Instructions to follow:
Repeat the full listing, word for word.

Records shown:
= = = =

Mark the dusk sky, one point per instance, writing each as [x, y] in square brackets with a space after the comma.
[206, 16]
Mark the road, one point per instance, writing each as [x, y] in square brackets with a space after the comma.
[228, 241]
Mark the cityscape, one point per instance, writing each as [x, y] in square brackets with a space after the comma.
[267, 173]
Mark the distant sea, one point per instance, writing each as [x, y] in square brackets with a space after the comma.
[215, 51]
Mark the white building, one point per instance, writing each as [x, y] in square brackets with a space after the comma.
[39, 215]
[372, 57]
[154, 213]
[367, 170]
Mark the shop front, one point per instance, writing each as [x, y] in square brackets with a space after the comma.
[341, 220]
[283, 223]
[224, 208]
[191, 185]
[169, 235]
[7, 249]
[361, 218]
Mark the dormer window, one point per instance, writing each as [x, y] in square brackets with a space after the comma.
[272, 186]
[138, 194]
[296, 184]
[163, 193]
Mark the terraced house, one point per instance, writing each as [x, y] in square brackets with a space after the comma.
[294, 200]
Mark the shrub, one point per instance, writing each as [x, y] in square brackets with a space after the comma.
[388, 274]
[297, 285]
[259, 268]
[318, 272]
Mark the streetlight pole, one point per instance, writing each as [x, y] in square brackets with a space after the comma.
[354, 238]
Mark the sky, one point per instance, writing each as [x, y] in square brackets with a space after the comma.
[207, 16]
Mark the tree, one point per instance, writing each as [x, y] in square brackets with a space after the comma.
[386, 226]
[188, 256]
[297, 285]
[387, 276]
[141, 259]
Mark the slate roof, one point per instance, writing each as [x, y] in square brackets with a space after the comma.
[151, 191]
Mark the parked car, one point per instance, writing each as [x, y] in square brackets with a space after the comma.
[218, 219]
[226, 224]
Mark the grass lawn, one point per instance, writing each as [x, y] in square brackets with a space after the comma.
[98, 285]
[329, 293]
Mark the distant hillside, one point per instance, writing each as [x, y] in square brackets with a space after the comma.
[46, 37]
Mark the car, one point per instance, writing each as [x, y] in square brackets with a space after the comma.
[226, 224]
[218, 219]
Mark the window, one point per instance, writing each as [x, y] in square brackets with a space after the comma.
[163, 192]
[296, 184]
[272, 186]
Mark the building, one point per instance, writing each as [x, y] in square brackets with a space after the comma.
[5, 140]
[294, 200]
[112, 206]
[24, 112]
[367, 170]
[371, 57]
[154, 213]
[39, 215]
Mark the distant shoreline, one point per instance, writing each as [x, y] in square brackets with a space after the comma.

= = = =

Task response:
Mark the dusk sky, one point per instance, writing each as [x, y] in square brackets with a space after the comma.
[206, 16]
Mark the road, one point per instance, writing each as [x, y] in square brackets with a space after the comma.
[228, 241]
Mark the cityscape, one point per instance, writing each as [x, y] in square brackets with a space after the comma.
[267, 173]
Mark the distant sea, one point per instance, writing each as [x, y] in square brackets with a space after the comma.
[215, 51]
Mark the white building, one point per instance, writing each as [x, y] in square brackets with a space after the comma.
[39, 215]
[372, 57]
[154, 213]
[367, 170]
Mark the shop front, one point per instance, writing each as [x, y] in square brackets with a space after the comma.
[341, 220]
[283, 223]
[224, 208]
[191, 185]
[169, 235]
[7, 249]
[361, 218]
Mark the dormer window, one point per instance, writing each as [x, y] in square brackets with a space after the comma.
[272, 186]
[138, 194]
[296, 184]
[163, 193]
Mark the terraced house, one point per instance, writing each as [x, y] in square brackets with a space after the comma.
[294, 200]
Mark the shrub, one point per instance, writing each as [x, y] in square brackets with a space after the comma.
[388, 274]
[297, 285]
[259, 268]
[318, 272]
Mark the streetlight pole, one point per instance, writing each as [x, y] in square brackets with a space after the comma.
[354, 238]
Mark the sky, one point per instance, writing each as [x, y] in square brackets with a space after the comma.
[207, 16]
Mark the tree, one point per instance, writing each as [x, y] in square brackets with a space after the comma.
[386, 226]
[188, 256]
[297, 285]
[387, 276]
[141, 259]
Mark the slate roof, one point per instance, writing each as [x, y] in square brackets with a space after the comma.
[151, 191]
Mark the parked car, one point per instance, writing each as [x, y] in square brackets with a space after the comma.
[218, 219]
[226, 224]
Mark the grass lawn, one point per instance, writing each as [x, y] in square brackets with a space after the comma.
[98, 285]
[329, 293]
Mark the distant hillside, one point per instance, writing each as [x, y] in square brackets with a space after the comma.
[46, 37]
Mark the car, one point per instance, writing each as [x, y] in square brackets with a space after the comma.
[226, 224]
[218, 219]
Mark the window, one point per instance, writing each as [x, y] in square brackets with a space after the comma.
[163, 192]
[296, 184]
[272, 186]
Mark the building, one point per instance, writing each as [x, y] in square brackets with a space after the comma.
[5, 140]
[294, 200]
[112, 206]
[24, 112]
[367, 170]
[371, 57]
[154, 213]
[39, 215]
Mark the distant shoreline, one point per instance, writing each as [x, y] in square brackets with a space after the comma.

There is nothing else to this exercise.